**Selected passage:**
■ ■ ■

We’re calling on the UK Governments to foster a supportive environment for clinical trials and clinical research in the NHS – one in which healthcare professionals understand the importance of clinical research, and emphasise to their patients the value of involvement in research as a part of their treatment.
Indeed, the UK has an ambitious target to dramatically increase the number of patients involved in trials, set out in the NHS Operating Framework 2010/2011 – but this can only happen if a culture of research is embedded in the NHS.
Equally, as in universities, it is essential that the state continues to support charity research in the NHS by covering some of the indirect costs of conducting this research.
Finally, we come to patient data. The NHS treats the largest number of patients in the world, and routinely collects a wealth of information about them. This information – medical records, cancer registers and other databanks – can, used properly and ethically, help in researching causes of cancer, monitoring survival rates, and studying the effectiveness of treatments and interventions such as cancer screening.
Such data can also help us understand how people use health services, which is vital in identifying where inequalities exist.
We believe the use of data underpins many areas of cancer research. And so we want Government to provide a regulatory framework that supports and encourages the proper use of patient data in research.
Email your candidates today
We can’t act alone to beat cancer. Help us get parliamentary candidates to Commit to Beat Cancer and ensure that the UK’s research base is protected. We need their help to continue our world-class research, in a supportive and thriving environment – one which, ultimately, will continue to benefit cancer patients throughout the UK.
Jennie April 16, 2010
I should like to see all the Cancer Organisations amalgamate and the funds shared equally by doing this there should be more money available for research. I am a great believer of this having lost both parents through Cancer, also it may be a good idea for it to be heightened in the Schools by doing this the children would think ‘twice’ using sunbeds etc.

■ ■ ■

**Information supplied:**

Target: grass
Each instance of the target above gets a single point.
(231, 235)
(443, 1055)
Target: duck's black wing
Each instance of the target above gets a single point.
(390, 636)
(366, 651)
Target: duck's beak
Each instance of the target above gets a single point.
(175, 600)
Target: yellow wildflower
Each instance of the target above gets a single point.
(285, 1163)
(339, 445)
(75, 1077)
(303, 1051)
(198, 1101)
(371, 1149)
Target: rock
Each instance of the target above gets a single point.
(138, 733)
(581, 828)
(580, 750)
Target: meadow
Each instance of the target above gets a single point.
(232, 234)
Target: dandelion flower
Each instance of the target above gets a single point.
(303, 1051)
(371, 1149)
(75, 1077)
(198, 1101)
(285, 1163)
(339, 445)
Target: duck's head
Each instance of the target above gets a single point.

■ ■ ■

**Tasks to carry out:**
1. The cancer research passage says patient information can help in several kinds of work. List every use named in the sentence that begins "This information".
2. Reproduce the part of the cancer research passage between "Indeed, the UK" and "conducting this research.", inclusive.

**Results by task:**
1.
- Researching causes of cancer
- Monitoring survival rates
- Studying the effectiveness of treatments and interventions such as cancer screening

2.
Indeed, the UK has an ambitious target to dramatically increase the number of patients involved in trials, set out in the NHS Operating Framework 2010/2011 – but this can only happen if a culture of research is embedded in the NHS.
Equally, as in universities, it is essential that the state continues to support charity research in the NHS by covering some of the indirect costs of conducting this research.